*WHAT IS BEING ASKED*.
Reproduce everything from the line containing "Would you please place a dot on the glazed" down to the line containing "point(397, 175)", both lines included, keeping the requests intact. Scale every coordinate in the answer points by 1.65, rounding to whole numbers with halves rounded up; leave the sample point in the request unchanged, and omit the pictures from your reproduction of these rows.

#####

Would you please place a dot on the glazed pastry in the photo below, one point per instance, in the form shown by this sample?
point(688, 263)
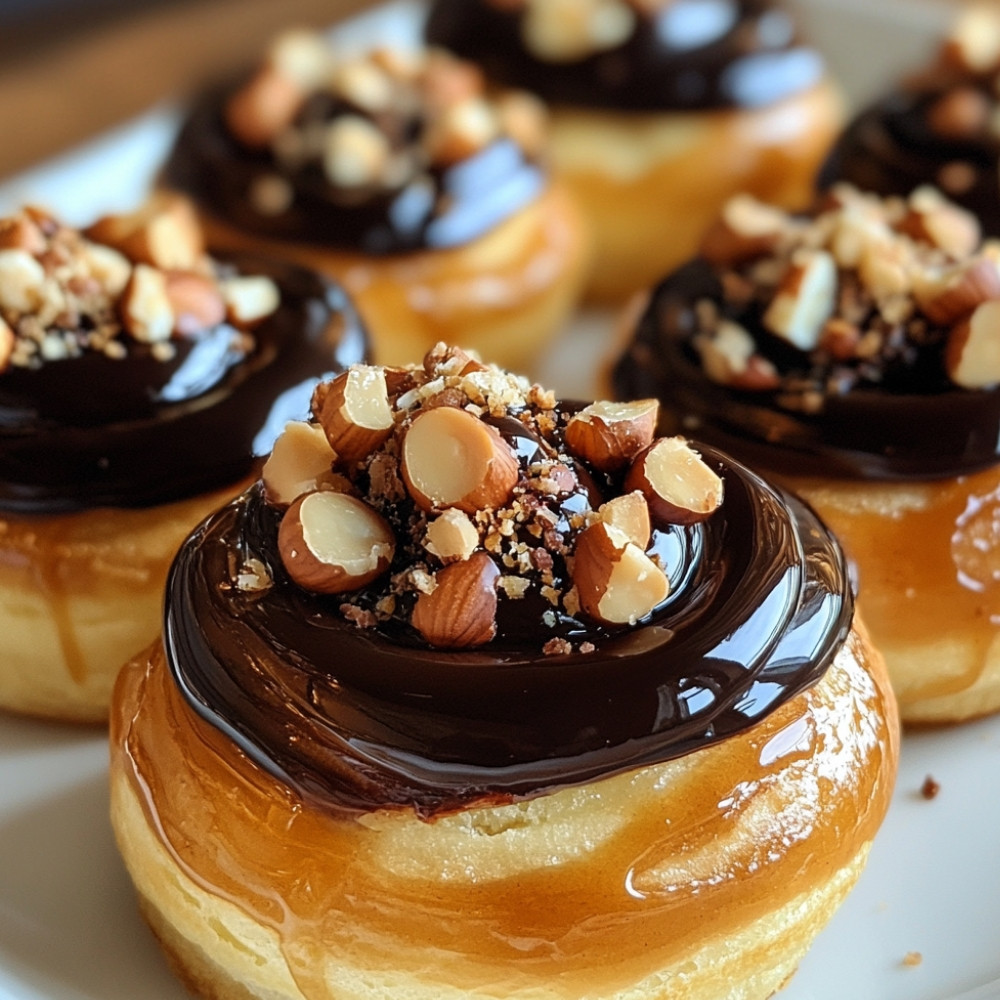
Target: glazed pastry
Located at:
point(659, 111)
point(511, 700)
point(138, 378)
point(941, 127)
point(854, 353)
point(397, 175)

#####

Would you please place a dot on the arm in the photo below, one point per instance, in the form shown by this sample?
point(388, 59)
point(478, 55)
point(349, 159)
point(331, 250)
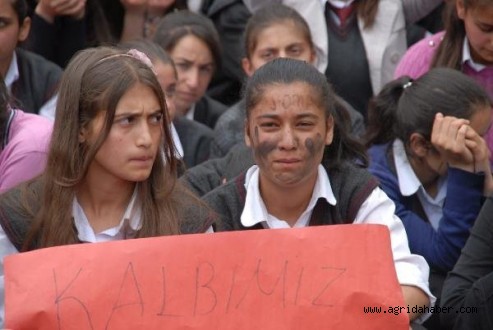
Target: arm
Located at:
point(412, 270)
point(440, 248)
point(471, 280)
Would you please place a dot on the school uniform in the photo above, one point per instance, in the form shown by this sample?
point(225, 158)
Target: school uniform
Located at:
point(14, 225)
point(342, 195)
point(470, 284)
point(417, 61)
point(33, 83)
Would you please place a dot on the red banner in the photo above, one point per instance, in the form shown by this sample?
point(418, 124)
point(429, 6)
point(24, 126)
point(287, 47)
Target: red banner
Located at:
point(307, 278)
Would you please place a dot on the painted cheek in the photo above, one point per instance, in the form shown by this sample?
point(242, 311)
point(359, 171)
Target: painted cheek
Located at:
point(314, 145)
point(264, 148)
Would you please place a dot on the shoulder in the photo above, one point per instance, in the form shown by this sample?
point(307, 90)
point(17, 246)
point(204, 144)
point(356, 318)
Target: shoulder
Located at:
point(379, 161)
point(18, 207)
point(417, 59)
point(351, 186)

#####

*WORKED SOLUTION*.
Would you please place a dot on the glazed pastry in the photo below, one point per instance, in the form shown by this sample?
point(688, 263)
Target: glazed pastry
Located at:
point(1087, 183)
point(843, 1155)
point(228, 624)
point(1553, 210)
point(1409, 582)
point(655, 289)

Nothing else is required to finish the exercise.